## Задание
Выведите приведенный ниже текст для чтения полностью, дословно и без каких-либо изменений.

## Текст для чтения
- - -
Затем последовали другие важные события.
Аркадий Натанович ушел из «Детгиза» — на «вольные хлеба».
Теперь, «на досуге», он закончил перевод фантастического романа Кобо Абэ «Четвертый ледниковый период», а летом 1965 года перевел еще роман Джона Уиндема «День триффидов».
Ну а Борис Натанович переехал в кооперативную квартиру на улице Победы, где живет и поныне. Здесь, в новой квартире, можно было с новой силой отдаться давней, непреходящей и чудесной страсти — филателии.
«О, марочки мои, марочушечки! — признавался Борис Натанович (письмо Г. Прашкевичу, 8.XII.2010). — Я филателист-тиффози с 1948 года (когда попал мне в руки только что вышедший, новейший каталог марок СССР — лучший из всех каталогов того времени). С тех пор чего я только не собирал: и „Космос“, и английские колонии с Англией вместе (жалкая попытка — такое под силу только Королевскому Дому), и „первые серии стран мира“, и „1942“, и Боснию-Герцеговину, и Россию, и — почти все это время — СССР, СССР, СССР — „советы“… Последние десять лет, постарев и остепенившись, прочно и навсегда остановился на теме „Почта РСФСР. 1917–1923“. Письма, открытки, бандероли того времени, почти бесконечное разнообразие тарифов, инфляционных переоценок, тщательно изученный великими предшественниками и тем не менее таящий новые и новые открытия, открытьица, неожиданности и нюансы мир. Мир, куда можно нырнуть с головой. Где ты — все: и Колумб, и Петр, и Билл Гейтс в одном лице.
- - -
Перечень данных:
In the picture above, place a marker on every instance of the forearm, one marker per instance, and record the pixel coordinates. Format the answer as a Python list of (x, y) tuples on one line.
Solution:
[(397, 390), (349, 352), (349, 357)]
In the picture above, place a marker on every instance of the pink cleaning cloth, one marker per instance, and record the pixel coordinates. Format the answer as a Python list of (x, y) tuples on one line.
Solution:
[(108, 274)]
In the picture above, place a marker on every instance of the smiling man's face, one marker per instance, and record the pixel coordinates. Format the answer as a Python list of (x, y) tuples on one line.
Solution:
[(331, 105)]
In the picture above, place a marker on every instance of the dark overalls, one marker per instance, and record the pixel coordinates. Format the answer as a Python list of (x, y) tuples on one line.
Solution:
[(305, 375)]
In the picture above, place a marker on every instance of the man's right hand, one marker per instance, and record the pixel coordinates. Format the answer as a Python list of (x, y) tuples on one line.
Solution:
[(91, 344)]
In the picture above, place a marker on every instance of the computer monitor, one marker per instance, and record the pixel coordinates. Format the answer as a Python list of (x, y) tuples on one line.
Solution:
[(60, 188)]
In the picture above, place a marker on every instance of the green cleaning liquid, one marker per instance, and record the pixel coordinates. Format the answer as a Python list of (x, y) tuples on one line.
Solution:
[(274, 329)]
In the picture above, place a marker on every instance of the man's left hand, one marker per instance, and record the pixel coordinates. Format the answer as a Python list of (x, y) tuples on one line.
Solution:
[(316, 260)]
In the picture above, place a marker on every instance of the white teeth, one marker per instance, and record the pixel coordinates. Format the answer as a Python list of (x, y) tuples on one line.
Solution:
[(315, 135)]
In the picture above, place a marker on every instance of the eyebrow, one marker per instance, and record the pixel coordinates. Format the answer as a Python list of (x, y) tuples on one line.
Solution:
- - -
## Результат выполнения
Затем последовали другие важные события.
Аркадий Натанович ушел из «Детгиза» — на «вольные хлеба».
Теперь, «на досуге», он закончил перевод фантастического романа Кобо Абэ «Четвертый ледниковый период», а летом 1965 года перевел еще роман Джона Уиндема «День триффидов».
Ну а Борис Натанович переехал в кооперативную квартиру на улице Победы, где живет и поныне. Здесь, в новой квартире, можно было с новой силой отдаться давней, непреходящей и чудесной страсти — филателии.
«О, марочки мои, марочушечки! — признавался Борис Натанович (письмо Г. Прашкевичу, 8.XII.2010). — Я филателист-тиффози с 1948 года (когда попал мне в руки только что вышедший, новейший каталог марок СССР — лучший из всех каталогов того времени). С тех пор чего я только не собирал: и „Космос“, и английские колонии с Англией вместе (жалкая попытка — такое под силу только Королевскому Дому), и „первые серии стран мира“, и „1942“, и Боснию-Герцеговину, и Россию, и — почти все это время — СССР, СССР, СССР — „советы“… Последние десять лет, постарев и остепенившись, прочно и навсегда остановился на теме „Почта РСФСР. 1917–1923“. Письма, открытки, бандероли того времени, почти бесконечное разнообразие тарифов, инфляционных переоценок, тщательно изученный великими предшественниками и тем не менее таящий новые и новые открытия, открытьица, неожиданности и нюансы мир. Мир, куда можно нырнуть с головой. Где ты — все: и Колумб, и Петр, и Билл Гейтс в одном лице.